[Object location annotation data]
-----
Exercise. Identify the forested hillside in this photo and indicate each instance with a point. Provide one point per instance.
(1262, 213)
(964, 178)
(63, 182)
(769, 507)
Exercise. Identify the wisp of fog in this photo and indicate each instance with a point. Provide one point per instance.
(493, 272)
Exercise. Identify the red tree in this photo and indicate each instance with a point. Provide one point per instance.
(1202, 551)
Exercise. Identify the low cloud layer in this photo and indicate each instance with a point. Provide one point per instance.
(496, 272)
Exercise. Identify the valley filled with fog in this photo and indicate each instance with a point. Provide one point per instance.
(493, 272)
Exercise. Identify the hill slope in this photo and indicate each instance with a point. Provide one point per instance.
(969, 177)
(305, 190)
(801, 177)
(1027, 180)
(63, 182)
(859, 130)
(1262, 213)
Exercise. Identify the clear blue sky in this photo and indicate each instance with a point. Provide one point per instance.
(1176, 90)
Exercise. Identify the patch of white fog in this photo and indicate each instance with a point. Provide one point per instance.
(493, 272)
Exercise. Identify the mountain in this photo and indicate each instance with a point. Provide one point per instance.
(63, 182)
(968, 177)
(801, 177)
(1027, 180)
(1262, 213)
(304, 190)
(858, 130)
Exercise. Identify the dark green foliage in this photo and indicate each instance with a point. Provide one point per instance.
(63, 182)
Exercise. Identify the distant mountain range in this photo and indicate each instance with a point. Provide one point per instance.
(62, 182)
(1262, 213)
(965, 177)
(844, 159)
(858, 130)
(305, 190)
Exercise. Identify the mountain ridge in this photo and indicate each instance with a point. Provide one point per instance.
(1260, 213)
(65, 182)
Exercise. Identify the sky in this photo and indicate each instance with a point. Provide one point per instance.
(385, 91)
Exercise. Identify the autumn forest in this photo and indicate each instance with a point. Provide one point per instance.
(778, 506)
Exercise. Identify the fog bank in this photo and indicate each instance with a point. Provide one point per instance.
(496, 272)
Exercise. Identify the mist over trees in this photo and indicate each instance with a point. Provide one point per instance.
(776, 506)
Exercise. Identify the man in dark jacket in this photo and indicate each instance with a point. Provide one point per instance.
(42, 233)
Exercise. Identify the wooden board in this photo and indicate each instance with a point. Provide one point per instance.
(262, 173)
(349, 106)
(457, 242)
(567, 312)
-----
### Exercise instructions
Write the complete data out, exactly as above.

### Exercise answer
Exercise. Identify the forested hillside in this photo and indicate each instance with a point. Provide one point per instance.
(1262, 213)
(964, 178)
(63, 182)
(769, 507)
Exercise. Identify the wisp of fog in this photo and indicate each instance with a point. Provide one point per instance.
(493, 272)
Exercise. Identify the red tree in this photo and indicate each instance with a point. Provide one point per instance.
(1202, 551)
Exercise. Identify the low cloud layer in this photo and indicate each instance with a point. Provide one point per instance.
(496, 272)
Exercise. Identify the valley filled with fog in this photo and indicate each instance with a point. Provide one point per instance.
(493, 272)
Exercise. Identify the hill slope in this photo and indicate each instance with a point. Provide one point per instance.
(969, 177)
(305, 190)
(801, 177)
(1027, 180)
(63, 182)
(859, 130)
(1262, 213)
Exercise. Identify the clear blue sky in this photo and indicate each instance with a point. Provide one point per instance.
(1176, 90)
Exercise. Identify the patch of white fog in this photo and indicate each instance with a point. Provide one point per instance.
(493, 272)
Exercise. Identify the mountain in this photo and indicate each instance with a point. Provide one point per instance.
(63, 182)
(968, 177)
(801, 177)
(1027, 180)
(1262, 213)
(304, 190)
(858, 130)
Exercise. Identify the dark green foliage in this photo and indicate each instance with a point. Provide one point per instance.
(63, 182)
Exercise. Identify the distant mountain range in this photo and indicate each instance with a point. Provide one point per instance.
(62, 182)
(1262, 213)
(965, 177)
(844, 159)
(858, 130)
(305, 190)
Exercise. Identify the mountain ridge in this photo and indicate each instance with a point. Provide one point per instance.
(1260, 213)
(65, 182)
Exercise. Identify the sky in this photo and indicate each instance with a point. Provide one point per instance.
(385, 91)
Exercise. Identify the autumn forest in this photo and indicate each instance with a point. Provide one point per instance.
(778, 506)
Exercise. Identify the fog bank in this photo and indicate each instance with a point. Provide one point per instance.
(496, 272)
Exercise. Identify the mist over trees in this photo and indicate each instance with a point. Provide one point per instance.
(776, 506)
Exercise. Identify the man in dark jacket in this photo and indicate each instance with a point. Provide one point per instance.
(42, 233)
Exercise. Identify the wooden board in this photo and indicate each instance with a point. Provide one point per instance.
(262, 173)
(349, 106)
(457, 242)
(567, 312)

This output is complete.